§ Your task
Only certain lines below are wanted: those starting at the line containing "Tag every instance of the paved" and ending at the line containing "Tag every instance of the woman in", both included, each retyped exactly.

§ Natural-language object grounding data
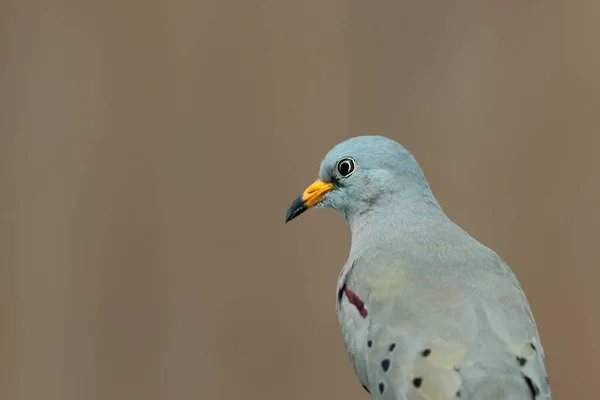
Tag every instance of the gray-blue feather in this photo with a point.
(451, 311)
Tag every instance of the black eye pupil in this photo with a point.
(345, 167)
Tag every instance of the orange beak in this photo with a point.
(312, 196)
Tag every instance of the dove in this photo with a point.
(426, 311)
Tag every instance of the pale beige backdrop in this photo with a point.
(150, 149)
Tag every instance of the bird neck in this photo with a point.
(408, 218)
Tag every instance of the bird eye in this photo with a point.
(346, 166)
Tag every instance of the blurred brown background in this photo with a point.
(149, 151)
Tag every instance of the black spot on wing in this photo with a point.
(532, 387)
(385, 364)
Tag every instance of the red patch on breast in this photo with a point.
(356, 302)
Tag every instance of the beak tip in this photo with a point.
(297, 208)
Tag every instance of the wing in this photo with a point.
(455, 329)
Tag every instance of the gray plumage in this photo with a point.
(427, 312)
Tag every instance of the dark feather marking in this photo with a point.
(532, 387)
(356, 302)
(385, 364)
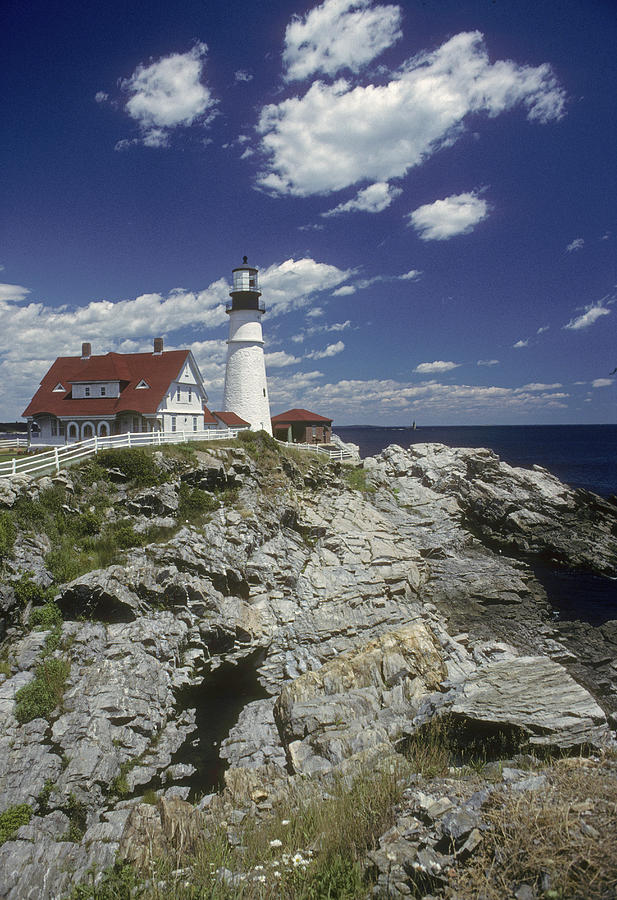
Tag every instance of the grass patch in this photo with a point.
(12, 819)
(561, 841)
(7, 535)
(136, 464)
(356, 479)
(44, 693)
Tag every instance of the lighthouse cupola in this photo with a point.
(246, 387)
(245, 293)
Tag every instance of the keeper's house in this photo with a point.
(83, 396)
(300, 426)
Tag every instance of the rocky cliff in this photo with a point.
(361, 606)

* * *

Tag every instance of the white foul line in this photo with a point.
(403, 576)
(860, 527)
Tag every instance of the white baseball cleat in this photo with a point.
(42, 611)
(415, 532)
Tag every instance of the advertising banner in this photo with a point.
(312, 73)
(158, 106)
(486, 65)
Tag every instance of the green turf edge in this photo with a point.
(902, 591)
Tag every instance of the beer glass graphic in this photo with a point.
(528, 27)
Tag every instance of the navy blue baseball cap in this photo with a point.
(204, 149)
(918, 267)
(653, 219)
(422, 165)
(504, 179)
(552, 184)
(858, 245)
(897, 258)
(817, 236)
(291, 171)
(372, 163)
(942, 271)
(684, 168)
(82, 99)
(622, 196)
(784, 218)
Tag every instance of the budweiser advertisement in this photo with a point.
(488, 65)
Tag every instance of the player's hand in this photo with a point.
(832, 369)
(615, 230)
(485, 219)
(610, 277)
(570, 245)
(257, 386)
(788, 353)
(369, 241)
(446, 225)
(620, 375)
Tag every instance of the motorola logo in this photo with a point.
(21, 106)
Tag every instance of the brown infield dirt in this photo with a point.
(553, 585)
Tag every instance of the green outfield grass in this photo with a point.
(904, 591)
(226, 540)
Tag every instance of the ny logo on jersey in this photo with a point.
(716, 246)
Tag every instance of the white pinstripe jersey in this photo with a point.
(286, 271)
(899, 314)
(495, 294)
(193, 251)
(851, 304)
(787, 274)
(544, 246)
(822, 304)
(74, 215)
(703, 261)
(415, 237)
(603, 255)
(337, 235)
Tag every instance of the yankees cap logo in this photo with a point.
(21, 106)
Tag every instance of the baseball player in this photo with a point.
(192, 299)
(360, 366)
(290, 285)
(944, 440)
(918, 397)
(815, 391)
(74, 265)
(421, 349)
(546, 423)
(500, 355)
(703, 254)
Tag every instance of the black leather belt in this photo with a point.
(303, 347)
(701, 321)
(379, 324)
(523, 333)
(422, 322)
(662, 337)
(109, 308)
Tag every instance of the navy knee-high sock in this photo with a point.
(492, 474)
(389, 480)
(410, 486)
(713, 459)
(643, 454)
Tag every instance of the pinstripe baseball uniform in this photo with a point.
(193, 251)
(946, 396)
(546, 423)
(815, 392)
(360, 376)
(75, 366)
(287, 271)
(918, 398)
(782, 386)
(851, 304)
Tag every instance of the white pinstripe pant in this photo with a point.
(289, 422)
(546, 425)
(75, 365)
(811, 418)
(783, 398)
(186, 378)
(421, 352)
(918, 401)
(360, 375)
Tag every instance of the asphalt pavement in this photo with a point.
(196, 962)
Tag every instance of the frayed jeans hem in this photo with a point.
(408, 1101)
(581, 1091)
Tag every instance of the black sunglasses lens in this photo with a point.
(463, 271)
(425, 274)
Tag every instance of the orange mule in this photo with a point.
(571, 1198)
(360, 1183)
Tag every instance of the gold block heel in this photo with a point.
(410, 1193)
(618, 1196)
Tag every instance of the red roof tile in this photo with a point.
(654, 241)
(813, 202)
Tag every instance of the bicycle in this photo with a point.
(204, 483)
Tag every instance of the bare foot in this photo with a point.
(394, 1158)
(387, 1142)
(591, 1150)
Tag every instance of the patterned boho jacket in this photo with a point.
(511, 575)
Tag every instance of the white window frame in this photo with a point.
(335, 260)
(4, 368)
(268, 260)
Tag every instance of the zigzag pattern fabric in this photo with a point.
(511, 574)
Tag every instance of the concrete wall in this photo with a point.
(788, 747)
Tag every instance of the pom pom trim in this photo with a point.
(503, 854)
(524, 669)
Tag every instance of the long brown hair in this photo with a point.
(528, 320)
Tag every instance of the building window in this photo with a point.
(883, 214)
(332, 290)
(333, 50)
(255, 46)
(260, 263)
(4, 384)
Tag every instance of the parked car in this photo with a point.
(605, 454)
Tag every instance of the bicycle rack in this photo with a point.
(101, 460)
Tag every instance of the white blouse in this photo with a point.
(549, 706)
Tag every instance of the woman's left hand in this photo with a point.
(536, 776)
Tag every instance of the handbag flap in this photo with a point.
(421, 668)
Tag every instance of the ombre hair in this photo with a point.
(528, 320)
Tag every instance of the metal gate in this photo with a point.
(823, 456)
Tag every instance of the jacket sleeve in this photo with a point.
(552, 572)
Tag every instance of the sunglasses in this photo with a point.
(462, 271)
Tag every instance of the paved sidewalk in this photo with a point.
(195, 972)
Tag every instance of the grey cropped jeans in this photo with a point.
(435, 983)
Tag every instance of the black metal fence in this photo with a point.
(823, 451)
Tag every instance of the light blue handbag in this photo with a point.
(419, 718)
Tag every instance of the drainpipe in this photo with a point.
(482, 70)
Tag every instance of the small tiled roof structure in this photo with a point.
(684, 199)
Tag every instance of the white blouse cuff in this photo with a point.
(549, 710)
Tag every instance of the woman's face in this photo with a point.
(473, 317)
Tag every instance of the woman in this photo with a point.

§ Answer for this exercise
Tag every instance of the paved sidewalk in this photo with a point.
(195, 972)
Tag every instance of the grey cropped jeans in this photo with a point.
(435, 983)
Tag every instance of the black metal fence in this photo with a point.
(823, 451)
Tag every instance of the light blue handbag in this photo with a point.
(419, 718)
Tag every instance of the drainpipe in this photo with a point.
(482, 70)
Tag every instance of the small tiled roof structure in this photo with a point.
(684, 199)
Tag every instance of the white blouse cuff in this photo with a point.
(549, 710)
Tag every instance of the woman's face in this photo with a point.
(473, 317)
Tag every instance of the woman in this photo with a point.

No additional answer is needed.